- [Try it]: Only those lines from the one with "Warehouse bin-picking: the next item to retrieve is the street" through the last line of the material belong in the answer, each repeated exactly.

- [Information given]:
━━━━━━

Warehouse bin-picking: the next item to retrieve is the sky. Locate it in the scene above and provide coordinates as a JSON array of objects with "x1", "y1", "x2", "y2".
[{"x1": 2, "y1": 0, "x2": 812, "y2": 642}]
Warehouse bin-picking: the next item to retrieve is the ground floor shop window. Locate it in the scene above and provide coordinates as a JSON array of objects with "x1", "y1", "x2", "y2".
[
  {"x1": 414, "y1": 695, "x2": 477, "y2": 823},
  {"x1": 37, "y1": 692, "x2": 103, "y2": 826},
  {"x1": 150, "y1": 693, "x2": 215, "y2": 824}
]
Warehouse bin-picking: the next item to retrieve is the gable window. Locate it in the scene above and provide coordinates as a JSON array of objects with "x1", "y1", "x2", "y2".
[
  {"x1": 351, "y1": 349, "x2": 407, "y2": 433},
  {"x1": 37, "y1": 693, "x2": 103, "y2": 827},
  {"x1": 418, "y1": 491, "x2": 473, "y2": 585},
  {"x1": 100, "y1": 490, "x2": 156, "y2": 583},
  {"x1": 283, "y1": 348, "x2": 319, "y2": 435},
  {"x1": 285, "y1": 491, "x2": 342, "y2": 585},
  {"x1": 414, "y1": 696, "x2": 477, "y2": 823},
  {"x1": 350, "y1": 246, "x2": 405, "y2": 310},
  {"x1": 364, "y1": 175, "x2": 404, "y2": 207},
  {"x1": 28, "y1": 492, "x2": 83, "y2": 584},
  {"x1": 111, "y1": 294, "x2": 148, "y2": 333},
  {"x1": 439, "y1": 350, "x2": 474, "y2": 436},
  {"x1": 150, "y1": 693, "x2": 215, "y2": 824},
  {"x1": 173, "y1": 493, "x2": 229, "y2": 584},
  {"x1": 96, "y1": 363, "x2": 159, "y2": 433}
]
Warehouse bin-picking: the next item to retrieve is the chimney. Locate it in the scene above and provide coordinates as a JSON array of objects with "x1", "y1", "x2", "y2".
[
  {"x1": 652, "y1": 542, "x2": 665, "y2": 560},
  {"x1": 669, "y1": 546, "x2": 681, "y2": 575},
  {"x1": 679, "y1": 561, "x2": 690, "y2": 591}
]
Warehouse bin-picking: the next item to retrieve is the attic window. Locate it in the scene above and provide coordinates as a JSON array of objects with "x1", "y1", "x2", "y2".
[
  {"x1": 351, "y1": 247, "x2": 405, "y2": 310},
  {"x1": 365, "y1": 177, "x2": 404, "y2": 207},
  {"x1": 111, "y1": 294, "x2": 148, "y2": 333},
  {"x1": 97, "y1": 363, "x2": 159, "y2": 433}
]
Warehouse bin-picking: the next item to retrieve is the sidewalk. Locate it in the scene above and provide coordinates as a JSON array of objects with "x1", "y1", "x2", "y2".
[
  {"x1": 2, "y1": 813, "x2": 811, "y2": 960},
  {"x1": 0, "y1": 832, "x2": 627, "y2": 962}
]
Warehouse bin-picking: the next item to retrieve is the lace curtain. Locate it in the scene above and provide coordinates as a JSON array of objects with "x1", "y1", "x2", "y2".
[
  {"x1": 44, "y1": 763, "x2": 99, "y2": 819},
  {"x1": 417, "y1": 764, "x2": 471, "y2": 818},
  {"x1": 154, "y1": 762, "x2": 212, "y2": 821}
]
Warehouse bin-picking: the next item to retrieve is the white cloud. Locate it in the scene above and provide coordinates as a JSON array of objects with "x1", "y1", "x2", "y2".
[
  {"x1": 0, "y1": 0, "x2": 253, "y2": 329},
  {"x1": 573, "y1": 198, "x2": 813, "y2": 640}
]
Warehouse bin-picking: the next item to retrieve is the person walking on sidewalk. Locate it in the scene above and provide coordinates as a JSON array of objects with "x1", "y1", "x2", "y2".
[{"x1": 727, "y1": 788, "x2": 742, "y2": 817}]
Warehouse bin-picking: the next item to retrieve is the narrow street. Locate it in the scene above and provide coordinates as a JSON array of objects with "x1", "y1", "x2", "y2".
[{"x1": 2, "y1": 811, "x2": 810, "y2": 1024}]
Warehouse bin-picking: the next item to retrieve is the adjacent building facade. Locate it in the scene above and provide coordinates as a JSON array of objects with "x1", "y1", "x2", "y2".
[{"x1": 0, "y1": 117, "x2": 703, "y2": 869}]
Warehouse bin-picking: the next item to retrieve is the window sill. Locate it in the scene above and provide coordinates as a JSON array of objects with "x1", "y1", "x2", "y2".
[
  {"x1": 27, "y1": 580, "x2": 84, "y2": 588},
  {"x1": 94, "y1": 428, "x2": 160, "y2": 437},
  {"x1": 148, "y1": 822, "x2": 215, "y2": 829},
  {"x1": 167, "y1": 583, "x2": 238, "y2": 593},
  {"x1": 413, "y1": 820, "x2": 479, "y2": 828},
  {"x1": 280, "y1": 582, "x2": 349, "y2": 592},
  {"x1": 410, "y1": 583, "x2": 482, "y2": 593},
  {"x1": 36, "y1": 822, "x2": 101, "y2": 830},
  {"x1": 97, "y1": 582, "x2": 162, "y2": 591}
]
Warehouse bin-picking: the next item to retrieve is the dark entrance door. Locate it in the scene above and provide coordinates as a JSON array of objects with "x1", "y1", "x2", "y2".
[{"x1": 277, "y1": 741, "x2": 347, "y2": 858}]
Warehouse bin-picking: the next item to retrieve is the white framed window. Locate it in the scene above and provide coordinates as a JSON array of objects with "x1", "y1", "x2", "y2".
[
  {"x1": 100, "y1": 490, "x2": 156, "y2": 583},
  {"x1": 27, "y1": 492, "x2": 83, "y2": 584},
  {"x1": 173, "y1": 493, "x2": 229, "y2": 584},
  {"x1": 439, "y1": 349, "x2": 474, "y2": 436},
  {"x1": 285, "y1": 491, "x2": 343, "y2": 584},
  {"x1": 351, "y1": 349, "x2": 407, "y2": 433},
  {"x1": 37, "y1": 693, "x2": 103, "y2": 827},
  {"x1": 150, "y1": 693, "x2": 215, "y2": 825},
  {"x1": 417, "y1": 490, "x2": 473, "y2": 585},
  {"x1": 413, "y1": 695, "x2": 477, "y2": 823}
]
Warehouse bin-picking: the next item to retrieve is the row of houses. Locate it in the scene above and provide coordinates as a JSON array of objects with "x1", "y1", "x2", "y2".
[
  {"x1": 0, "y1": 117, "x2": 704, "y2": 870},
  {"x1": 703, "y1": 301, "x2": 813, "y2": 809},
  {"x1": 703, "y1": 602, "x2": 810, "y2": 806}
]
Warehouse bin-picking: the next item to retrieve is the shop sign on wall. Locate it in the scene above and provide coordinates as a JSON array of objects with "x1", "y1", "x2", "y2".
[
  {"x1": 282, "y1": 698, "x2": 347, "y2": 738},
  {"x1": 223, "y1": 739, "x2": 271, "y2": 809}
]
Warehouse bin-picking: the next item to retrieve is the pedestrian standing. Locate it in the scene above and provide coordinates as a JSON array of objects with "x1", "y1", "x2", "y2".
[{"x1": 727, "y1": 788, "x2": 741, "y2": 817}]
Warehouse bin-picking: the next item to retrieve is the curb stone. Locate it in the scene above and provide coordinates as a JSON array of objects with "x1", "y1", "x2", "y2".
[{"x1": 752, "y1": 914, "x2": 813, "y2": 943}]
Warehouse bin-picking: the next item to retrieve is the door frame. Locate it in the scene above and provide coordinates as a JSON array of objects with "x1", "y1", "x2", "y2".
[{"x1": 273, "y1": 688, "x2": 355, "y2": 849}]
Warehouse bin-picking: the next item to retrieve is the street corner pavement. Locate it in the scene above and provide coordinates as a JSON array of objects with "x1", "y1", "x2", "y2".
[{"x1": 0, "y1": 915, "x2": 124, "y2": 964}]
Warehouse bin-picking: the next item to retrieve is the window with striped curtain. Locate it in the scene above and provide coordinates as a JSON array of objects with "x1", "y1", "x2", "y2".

━━━━━━

- [Expected answer]:
Warehouse bin-picking: the next item to retrieve is the street corner pavement. Locate it in the scene above and provide coordinates as a JSON array of objects with "x1", "y1", "x2", "y2".
[{"x1": 0, "y1": 915, "x2": 124, "y2": 964}]
Warehouse bin-picking: the next item to retrieve is the window with striped curtain. Locate it in the scene above and provide coordinates as a JSON array of objects with "x1", "y1", "x2", "y2".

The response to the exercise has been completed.